- **EXERCISE OBJECTIVE**
Could you copy exactly the lines from the one containing "back and report the pixel coordinates." through the last line of the records, leaving out every picture?

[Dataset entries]
# # # # #
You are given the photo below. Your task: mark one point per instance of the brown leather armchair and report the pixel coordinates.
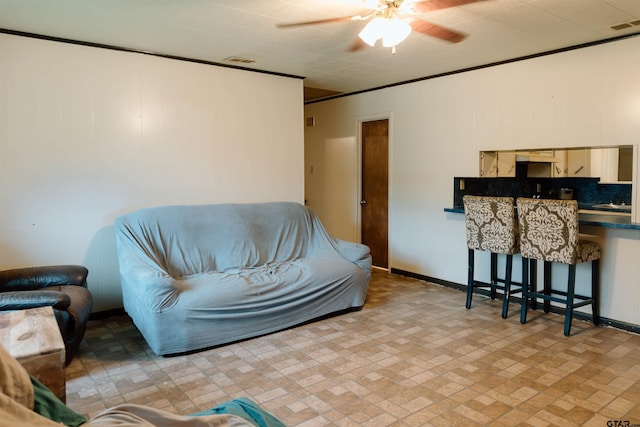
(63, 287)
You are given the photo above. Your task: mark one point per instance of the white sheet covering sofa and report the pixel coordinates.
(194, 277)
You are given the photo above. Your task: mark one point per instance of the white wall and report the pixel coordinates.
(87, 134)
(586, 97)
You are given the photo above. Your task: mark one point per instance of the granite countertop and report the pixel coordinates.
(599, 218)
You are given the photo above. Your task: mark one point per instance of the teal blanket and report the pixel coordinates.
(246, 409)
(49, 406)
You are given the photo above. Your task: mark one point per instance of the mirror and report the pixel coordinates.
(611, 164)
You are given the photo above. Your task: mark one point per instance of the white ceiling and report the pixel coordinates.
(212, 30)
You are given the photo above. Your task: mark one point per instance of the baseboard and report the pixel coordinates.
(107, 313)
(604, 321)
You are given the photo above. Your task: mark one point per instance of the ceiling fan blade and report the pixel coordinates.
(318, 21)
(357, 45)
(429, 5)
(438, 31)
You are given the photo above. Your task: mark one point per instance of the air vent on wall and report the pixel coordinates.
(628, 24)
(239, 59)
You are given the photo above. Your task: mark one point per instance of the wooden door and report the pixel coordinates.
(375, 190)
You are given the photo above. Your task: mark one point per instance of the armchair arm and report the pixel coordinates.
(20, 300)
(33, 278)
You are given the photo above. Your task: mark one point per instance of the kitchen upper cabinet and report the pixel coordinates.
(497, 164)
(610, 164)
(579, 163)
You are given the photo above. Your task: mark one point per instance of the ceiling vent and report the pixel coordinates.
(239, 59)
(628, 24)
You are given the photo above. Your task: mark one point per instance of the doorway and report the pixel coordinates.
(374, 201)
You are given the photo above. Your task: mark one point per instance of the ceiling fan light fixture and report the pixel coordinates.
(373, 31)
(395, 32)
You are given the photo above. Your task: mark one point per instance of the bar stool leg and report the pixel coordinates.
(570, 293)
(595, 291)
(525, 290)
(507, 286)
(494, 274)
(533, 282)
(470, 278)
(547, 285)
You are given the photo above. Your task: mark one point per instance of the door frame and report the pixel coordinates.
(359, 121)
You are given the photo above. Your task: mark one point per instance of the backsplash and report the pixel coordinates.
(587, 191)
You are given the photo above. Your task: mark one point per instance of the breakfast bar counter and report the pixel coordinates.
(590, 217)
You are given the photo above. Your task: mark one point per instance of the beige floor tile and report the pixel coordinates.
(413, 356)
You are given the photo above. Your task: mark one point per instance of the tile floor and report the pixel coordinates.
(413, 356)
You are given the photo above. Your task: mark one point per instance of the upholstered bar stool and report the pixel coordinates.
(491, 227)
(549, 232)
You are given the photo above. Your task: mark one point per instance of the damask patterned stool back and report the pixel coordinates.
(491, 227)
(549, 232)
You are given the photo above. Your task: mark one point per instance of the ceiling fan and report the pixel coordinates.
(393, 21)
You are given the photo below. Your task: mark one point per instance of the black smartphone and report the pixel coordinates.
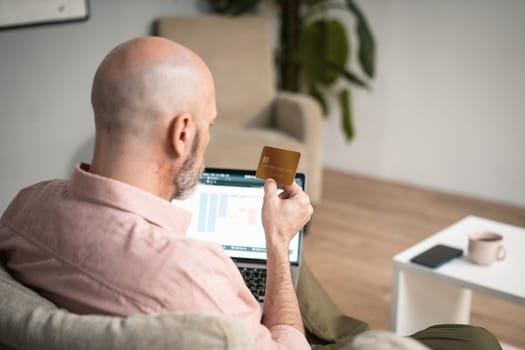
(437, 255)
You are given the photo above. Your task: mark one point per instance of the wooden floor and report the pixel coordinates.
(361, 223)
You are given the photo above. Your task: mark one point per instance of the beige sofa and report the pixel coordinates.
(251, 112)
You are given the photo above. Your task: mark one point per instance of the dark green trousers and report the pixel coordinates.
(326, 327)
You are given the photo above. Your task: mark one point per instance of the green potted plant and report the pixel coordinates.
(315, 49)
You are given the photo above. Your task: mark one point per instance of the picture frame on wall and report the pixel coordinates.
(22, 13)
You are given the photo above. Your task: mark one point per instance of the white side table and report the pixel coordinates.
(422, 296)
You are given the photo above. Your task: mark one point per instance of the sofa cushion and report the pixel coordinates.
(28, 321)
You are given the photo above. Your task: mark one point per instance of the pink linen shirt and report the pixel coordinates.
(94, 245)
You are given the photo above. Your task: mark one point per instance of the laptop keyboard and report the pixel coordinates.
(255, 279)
# # # # #
- **WRITTEN RESPONSE**
You are given the photo above. Your task: mark one point per instance of the damask patterned stool back and report the pixel coordinates.
(491, 227)
(549, 232)
You are given the photo above. Your task: mark one point per instance of the ceiling fan and report the pixel coordinates.
(393, 21)
You are given the photo below. Your task: mark one point per instance of the black smartphone and report the pixel coordinates.
(437, 255)
You are given the photo above. Your task: mark one point per instance of the wooden floor and report the pixel coordinates.
(361, 223)
You are given the photo above. Your task: mark one point per instance of the beige sofa and report the pixel coordinates.
(251, 112)
You are given the photo above. Your task: mark one point per instance of the dark green trousers and report the pixel coordinates.
(326, 327)
You are given the photo above. Your task: mark one point per instance of the green potted plant and report the pixel coordinates.
(315, 49)
You are given the photo above. Your task: mark one point per instance of the picture frame on wall and report the pixel coordinates.
(22, 13)
You are given the photo above. Your task: mark one point per instance of the white side table and report the pixel coordinates.
(422, 296)
You are given the photo above. Your task: mark one point per instance of the sofa cushion and report the pixel coordinates.
(28, 321)
You are given the photo above. Your task: mark one point per instance of the pink linen shirt and report the pixel coordinates.
(94, 245)
You are given the photo above. Your task: mark one point per instance of the laptop keyboard and report the pixel coordinates.
(255, 279)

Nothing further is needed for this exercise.